> [Task prompt]:
Retype only what runs from the line that contains "Target: black jacket" through the last line of the listing below, both lines included.

----------------

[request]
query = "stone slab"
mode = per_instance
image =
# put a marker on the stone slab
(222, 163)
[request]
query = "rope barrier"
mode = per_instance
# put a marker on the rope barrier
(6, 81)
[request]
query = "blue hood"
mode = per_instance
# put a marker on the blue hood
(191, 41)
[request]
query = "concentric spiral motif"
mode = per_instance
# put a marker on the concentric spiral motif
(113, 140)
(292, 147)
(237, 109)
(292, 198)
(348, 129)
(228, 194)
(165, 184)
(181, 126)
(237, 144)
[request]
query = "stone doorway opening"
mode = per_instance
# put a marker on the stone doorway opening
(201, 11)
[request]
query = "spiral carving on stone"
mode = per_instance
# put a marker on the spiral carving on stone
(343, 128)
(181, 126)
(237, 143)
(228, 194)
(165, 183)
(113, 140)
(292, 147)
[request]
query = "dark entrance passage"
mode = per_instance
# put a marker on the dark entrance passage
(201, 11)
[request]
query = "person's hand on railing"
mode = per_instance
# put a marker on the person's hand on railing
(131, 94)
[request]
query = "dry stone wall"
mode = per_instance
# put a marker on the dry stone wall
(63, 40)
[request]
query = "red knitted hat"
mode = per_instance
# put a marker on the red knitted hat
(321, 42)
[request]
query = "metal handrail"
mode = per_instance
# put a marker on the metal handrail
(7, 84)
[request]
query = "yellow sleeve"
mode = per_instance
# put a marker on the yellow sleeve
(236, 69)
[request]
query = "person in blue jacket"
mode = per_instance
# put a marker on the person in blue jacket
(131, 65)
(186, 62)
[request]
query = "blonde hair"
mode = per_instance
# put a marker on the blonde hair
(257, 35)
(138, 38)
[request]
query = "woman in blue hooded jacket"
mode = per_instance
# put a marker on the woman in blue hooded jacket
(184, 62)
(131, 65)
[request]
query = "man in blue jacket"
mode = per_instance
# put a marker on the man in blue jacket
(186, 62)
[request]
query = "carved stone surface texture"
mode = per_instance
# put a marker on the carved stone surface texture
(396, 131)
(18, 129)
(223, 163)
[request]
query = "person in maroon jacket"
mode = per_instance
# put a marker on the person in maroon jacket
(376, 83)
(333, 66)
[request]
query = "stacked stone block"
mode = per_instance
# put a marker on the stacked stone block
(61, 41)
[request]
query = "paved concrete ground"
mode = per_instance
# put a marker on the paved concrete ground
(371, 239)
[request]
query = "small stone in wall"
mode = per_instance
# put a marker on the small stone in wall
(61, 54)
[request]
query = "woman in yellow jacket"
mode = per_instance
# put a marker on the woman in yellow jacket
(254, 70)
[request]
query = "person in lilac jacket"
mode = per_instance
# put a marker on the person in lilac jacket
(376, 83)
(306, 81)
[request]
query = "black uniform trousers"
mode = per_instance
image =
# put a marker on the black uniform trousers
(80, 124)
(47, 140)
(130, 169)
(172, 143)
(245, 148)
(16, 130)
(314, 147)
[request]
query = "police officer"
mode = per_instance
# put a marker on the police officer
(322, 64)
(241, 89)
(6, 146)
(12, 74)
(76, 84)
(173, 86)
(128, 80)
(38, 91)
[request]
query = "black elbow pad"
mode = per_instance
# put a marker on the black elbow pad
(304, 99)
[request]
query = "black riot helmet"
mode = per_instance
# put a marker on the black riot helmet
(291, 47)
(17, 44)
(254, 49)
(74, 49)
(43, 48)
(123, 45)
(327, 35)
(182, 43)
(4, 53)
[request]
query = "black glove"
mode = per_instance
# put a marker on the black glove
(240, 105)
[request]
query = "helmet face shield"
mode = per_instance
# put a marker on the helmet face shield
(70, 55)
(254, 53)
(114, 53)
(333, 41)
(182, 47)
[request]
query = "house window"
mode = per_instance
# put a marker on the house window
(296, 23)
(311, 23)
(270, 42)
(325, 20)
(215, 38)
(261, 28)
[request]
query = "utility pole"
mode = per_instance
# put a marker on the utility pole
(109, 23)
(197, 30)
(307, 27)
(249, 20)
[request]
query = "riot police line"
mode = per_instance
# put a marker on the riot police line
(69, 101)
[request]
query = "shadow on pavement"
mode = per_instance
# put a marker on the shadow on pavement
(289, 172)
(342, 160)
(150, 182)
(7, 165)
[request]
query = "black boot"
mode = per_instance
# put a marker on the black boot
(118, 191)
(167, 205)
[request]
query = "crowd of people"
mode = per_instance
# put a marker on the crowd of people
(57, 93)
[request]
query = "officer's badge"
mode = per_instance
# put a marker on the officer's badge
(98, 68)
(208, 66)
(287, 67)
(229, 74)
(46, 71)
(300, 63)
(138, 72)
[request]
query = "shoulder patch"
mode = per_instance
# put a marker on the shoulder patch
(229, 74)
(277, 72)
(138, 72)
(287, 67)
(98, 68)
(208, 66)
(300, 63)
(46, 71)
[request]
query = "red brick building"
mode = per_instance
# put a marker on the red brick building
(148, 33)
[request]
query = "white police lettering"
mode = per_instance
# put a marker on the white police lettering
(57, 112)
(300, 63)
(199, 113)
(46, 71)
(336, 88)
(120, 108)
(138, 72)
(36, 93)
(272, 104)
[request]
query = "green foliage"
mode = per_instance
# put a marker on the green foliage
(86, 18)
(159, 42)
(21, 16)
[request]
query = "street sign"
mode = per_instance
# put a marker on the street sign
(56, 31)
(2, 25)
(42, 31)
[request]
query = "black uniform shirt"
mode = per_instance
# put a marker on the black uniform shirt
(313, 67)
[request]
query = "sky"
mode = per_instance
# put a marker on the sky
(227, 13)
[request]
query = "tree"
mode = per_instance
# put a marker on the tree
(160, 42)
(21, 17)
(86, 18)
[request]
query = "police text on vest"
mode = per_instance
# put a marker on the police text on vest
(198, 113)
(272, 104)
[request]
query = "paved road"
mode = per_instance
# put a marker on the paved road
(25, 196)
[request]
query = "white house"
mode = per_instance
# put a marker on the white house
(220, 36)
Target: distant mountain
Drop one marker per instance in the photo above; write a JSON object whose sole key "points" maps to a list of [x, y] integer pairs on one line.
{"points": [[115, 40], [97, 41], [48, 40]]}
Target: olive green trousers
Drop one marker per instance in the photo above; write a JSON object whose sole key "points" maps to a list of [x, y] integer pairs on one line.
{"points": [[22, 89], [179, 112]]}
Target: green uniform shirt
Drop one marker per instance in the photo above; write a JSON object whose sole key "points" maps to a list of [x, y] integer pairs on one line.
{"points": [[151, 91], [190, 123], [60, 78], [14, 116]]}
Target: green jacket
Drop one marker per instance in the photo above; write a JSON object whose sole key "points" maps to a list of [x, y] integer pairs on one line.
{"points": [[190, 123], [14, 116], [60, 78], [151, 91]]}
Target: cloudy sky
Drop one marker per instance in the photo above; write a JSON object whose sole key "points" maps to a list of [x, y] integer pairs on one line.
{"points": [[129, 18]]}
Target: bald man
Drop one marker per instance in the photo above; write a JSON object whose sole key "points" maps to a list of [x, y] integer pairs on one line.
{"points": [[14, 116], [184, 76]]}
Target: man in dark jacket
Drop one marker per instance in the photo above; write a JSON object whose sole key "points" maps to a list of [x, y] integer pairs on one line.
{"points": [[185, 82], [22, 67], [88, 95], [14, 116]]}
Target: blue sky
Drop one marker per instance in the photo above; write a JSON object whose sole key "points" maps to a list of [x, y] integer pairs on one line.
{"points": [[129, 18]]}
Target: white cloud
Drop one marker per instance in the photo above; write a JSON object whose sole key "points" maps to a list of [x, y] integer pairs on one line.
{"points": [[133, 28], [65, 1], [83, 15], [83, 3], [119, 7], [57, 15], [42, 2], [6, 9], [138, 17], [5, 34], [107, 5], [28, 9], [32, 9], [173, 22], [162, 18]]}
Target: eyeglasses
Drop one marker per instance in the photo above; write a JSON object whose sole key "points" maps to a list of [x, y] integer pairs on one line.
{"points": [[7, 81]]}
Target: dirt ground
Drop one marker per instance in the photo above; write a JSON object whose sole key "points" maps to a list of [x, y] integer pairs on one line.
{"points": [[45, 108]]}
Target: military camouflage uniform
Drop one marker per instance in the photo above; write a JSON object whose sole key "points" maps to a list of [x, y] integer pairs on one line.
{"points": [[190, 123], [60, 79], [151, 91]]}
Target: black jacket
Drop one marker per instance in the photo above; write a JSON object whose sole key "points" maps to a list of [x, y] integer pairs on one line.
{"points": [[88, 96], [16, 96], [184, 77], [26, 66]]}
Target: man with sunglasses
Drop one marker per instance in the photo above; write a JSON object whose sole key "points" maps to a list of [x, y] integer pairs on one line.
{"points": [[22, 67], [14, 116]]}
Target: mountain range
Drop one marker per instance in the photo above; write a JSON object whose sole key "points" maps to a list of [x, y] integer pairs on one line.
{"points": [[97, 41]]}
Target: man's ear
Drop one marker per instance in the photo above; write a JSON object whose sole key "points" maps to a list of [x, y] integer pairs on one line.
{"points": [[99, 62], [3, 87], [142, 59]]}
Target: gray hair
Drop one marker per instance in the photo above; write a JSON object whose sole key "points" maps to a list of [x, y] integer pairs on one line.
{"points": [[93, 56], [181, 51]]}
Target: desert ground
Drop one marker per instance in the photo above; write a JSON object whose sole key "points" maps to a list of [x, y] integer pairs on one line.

----------------

> [Response to this exercise]:
Target: black jacket
Drop one marker per instance in the photo above; write a JSON object whose sole key "points" maps to a list of [x, y] integer pairs on one line.
{"points": [[88, 96], [16, 96], [184, 77], [26, 66]]}
Target: man with sunglasses
Drop one marker per instance in the photo above; write a JSON object whose sole key "points" maps to a list of [x, y] integer pairs on one line.
{"points": [[22, 67], [14, 116]]}
Target: mountain range
Drop one marker per instance in the photo above; write a JSON object whose sole key "points" maps to a list of [x, y] integer pairs on one line.
{"points": [[97, 41]]}
Target: man's ear
Drop one marker per instance in the photo above; write a JSON object whose sole key "points" maps to a list of [x, y] integer pairs on one line.
{"points": [[99, 62], [3, 87], [142, 59]]}
Target: gray hair
Drop one marker per instance in the photo above; write a JSON object whose sole key "points" maps to a list of [x, y] integer pairs on one line.
{"points": [[93, 56], [181, 51]]}
Target: desert ground
Drop one marker per instance in the photo above; write a JSON object whose sole key "points" maps to a list of [x, y] integer pairs on one line.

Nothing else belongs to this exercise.